Exercícios a fazer
(1) Edite o trecho sobre a Eletrobrás, começando em "O governo quer" e terminando em "aí até hoje.", e troque "manancial" por "fonte".
(2) De acordo com o trecho sobre a Eletrobrás, em que ano as antigas companhias estaduais de distribuição foram federalizadas?

──────── Texto citado ────────

O governo quer transformar a estatal numa espécie de Petrobras. Mas há obstáculos, como o fato de a empresa dever quase R$ 8 bilhões a acionistas minoritários. - e ainda não sabe como pagá-los. No entanto, só com antigas companhias estaduais de distribuição que foram federalizadas em 1998, a Eletrobrás já gastou R$ 8,6 bilhões. Quase dez anos atrás, essas empresas eram um manancial de problemas. Foram encampadas pelo governo federal como primeiro passo de uma futura privatização. Estão aí até hoje.

──────── Dados fornecidos ────────

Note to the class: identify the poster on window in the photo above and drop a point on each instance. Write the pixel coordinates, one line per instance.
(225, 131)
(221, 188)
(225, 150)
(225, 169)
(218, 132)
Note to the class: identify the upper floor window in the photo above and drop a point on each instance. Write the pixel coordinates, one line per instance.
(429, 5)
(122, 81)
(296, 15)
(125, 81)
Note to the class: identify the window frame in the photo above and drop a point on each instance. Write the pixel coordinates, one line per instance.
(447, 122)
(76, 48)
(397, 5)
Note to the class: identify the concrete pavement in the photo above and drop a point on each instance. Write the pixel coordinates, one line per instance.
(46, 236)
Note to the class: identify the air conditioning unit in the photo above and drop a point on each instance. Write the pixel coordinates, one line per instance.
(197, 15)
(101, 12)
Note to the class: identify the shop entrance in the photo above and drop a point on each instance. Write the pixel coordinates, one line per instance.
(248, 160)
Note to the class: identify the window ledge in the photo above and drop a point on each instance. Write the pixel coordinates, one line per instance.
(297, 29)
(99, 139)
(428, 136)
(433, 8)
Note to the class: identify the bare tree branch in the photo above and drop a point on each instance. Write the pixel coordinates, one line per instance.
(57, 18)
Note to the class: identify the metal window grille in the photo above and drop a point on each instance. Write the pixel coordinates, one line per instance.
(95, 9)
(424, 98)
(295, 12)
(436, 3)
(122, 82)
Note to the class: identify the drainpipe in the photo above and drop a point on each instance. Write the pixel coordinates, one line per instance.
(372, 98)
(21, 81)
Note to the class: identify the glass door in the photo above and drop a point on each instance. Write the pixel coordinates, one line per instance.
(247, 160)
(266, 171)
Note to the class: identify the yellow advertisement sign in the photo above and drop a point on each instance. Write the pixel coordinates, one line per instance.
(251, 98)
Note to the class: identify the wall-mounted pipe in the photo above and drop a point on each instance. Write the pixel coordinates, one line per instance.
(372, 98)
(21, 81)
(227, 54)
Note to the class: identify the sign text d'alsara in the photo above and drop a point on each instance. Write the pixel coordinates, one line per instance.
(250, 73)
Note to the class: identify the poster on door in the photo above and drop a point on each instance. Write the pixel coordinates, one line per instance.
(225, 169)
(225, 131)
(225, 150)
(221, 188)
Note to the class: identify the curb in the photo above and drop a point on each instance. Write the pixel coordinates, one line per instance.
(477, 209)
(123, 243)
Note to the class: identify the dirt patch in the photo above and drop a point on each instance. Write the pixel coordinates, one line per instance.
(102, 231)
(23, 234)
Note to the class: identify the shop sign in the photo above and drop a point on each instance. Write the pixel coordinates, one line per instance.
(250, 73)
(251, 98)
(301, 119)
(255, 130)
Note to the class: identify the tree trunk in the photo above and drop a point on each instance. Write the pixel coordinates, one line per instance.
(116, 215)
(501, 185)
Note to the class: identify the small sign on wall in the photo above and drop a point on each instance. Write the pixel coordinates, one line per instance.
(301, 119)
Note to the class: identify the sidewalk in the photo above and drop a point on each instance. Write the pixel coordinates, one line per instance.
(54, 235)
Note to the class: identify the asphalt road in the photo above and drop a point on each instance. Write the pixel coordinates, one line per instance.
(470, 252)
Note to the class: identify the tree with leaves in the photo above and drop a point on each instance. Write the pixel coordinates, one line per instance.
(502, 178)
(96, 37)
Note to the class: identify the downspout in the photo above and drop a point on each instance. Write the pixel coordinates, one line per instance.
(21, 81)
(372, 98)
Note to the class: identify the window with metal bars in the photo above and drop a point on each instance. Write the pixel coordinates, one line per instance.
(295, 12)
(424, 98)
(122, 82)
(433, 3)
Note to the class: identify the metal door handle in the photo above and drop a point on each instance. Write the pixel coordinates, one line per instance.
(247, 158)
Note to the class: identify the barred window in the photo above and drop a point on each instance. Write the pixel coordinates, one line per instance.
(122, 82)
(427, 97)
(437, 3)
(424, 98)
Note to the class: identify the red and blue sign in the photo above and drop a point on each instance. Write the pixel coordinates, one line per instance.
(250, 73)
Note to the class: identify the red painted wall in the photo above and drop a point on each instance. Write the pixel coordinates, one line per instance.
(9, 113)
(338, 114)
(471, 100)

────────

Lista de respostas
(1)
O governo quer transformar a estatal numa espécie de Petrobras. Mas há obstáculos, como o fato de a empresa dever quase R$ 8 bilhões a acionistas minoritários. - e ainda não sabe como pagá-los. No entanto, só com antigas companhias estaduais de distribuição que foram federalizadas em 1998, a Eletrobrás já gastou R$ 8,6 bilhões. Quase dez anos atrás, essas empresas eram um fonte de problemas. Foram encampadas pelo governo federal como primeiro passo de uma futura privatização. Estão aí até hoje.

(2) Em 1998.